● **Study text**
..............................

It's like he just went out of his way to prove my point.
I bet Brexit has nothing to do with it
Coronavirus: Rolls-Royce to cut 9,000 jobs amid virus crisis - BBC News
Rolls-Royce has said it will cut 9,000 jobs and warned it will take "several years" for the airline industry to recover from the coronavirus pandemic.
The Derby-based firm, which makes plane engines, said the reduction of nearly a fifth of its workforce would mainly affect its civil aerospace division.
"This is not a crisis of our making. But it is the crisis that we face and must deal with," boss Warren East said.
The bulk of the job cuts are expected to be in the UK.
Rolls-Royce employs 52,000 people globally and Mr East told the BBC's Today programme that the company had not yet concluded on "exactly" where the job losses would be, due to having to consult with unions.
But he said: "It's fair to say that of our civil aerospace business approximately two-thirds of the total employees are in the UK at the moment and that's probably a good first proxy."
Unite the union said the decision was "shameful opportunism".
"This company has accepted public money to furlough thousands of workers," said Unite's assistant general secretary for manufacturing, Steve Turner.

..............................

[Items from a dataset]

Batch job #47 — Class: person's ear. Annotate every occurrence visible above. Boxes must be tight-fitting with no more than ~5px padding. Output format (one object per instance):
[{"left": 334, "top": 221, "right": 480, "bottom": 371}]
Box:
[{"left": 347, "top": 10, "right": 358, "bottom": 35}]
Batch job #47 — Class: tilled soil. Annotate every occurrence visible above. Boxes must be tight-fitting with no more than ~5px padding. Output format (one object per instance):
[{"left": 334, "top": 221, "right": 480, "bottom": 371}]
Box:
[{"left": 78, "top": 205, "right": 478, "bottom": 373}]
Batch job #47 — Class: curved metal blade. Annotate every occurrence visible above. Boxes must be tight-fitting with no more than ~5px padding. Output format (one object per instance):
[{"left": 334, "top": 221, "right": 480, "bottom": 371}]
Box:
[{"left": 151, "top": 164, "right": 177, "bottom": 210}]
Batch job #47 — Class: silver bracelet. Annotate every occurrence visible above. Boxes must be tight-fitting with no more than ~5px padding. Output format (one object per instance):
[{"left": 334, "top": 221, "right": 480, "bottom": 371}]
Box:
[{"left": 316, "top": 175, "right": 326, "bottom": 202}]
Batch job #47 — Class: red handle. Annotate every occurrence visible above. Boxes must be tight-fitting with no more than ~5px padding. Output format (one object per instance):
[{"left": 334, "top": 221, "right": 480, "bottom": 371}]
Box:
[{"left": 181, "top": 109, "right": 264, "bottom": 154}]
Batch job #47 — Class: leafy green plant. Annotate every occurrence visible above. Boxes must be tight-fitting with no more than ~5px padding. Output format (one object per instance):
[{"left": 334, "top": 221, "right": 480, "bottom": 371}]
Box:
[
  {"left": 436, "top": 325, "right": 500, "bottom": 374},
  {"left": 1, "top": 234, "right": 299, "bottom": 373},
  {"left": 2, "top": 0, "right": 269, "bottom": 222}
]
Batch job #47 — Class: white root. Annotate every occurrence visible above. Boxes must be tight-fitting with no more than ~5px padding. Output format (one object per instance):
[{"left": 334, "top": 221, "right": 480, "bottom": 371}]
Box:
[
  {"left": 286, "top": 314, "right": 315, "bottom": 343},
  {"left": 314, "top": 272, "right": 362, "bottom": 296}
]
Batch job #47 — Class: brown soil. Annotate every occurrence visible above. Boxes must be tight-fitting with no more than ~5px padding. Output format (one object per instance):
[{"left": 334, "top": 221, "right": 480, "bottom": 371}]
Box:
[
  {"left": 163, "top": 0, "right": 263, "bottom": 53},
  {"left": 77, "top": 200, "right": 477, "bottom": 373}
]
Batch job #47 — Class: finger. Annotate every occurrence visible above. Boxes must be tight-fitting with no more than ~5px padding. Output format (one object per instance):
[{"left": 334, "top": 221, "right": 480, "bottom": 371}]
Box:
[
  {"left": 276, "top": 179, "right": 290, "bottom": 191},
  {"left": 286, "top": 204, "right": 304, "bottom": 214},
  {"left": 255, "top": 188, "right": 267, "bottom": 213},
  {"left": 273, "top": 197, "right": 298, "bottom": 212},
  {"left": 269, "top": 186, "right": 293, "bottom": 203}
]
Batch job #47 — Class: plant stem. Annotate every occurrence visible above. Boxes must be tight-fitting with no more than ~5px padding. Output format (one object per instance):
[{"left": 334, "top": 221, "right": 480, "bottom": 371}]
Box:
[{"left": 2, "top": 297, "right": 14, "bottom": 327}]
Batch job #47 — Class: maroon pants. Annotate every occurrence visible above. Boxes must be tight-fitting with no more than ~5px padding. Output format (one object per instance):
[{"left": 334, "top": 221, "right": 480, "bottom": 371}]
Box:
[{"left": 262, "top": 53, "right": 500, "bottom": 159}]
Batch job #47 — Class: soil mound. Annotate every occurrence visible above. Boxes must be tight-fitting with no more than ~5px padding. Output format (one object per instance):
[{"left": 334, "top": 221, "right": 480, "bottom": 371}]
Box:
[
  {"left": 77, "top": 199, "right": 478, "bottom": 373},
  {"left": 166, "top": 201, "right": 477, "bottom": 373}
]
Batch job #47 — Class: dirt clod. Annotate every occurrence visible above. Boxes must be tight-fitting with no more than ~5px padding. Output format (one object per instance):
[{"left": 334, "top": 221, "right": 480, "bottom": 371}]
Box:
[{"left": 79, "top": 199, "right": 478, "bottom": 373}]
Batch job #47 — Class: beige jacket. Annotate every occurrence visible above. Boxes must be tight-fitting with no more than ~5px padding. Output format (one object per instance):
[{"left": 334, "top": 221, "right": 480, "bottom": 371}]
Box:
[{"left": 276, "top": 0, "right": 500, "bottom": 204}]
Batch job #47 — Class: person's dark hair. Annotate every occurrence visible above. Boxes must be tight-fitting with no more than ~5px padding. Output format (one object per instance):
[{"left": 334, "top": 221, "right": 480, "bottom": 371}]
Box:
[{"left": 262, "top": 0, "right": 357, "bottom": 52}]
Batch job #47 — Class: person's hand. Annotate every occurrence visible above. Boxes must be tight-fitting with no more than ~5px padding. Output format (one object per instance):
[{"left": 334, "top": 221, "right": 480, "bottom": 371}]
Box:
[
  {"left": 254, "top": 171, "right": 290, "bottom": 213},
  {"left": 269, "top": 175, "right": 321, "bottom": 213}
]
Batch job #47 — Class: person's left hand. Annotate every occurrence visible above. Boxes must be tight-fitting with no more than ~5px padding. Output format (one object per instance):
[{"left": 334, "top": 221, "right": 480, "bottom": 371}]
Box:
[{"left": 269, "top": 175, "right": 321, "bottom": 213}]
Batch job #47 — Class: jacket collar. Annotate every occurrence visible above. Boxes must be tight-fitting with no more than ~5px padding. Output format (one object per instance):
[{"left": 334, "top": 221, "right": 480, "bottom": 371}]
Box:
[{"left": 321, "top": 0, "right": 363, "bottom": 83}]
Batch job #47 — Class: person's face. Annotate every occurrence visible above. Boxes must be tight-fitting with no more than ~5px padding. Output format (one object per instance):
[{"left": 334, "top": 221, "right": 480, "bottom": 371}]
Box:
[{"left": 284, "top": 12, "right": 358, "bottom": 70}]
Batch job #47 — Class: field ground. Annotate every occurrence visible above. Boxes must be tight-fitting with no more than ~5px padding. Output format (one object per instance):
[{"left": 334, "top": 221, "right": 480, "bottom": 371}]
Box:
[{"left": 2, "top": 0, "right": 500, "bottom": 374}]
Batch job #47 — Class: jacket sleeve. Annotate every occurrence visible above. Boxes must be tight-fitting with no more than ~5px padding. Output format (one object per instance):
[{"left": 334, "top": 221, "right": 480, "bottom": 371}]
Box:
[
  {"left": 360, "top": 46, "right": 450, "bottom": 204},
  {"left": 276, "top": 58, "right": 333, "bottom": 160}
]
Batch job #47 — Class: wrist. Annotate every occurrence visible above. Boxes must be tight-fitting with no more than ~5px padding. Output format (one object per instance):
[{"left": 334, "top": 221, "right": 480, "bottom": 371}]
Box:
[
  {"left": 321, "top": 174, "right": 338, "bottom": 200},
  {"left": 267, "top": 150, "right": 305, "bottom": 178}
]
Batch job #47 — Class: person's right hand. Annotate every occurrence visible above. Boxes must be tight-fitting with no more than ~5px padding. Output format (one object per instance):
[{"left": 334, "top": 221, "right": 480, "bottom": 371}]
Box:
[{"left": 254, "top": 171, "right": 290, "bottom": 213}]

..............................

Set down, word for word, the portion of the text on the Rolls-Royce job cuts starting with "The Derby-based firm, which" and going on through "consult with unions.".

● **Response**
The Derby-based firm, which makes plane engines, said the reduction of nearly a fifth of its workforce would mainly affect its civil aerospace division.
"This is not a crisis of our making. But it is the crisis that we face and must deal with," boss Warren East said.
The bulk of the job cuts are expected to be in the UK.
Rolls-Royce employs 52,000 people globally and Mr East told the BBC's Today programme that the company had not yet concluded on "exactly" where the job losses would be, due to having to consult with unions.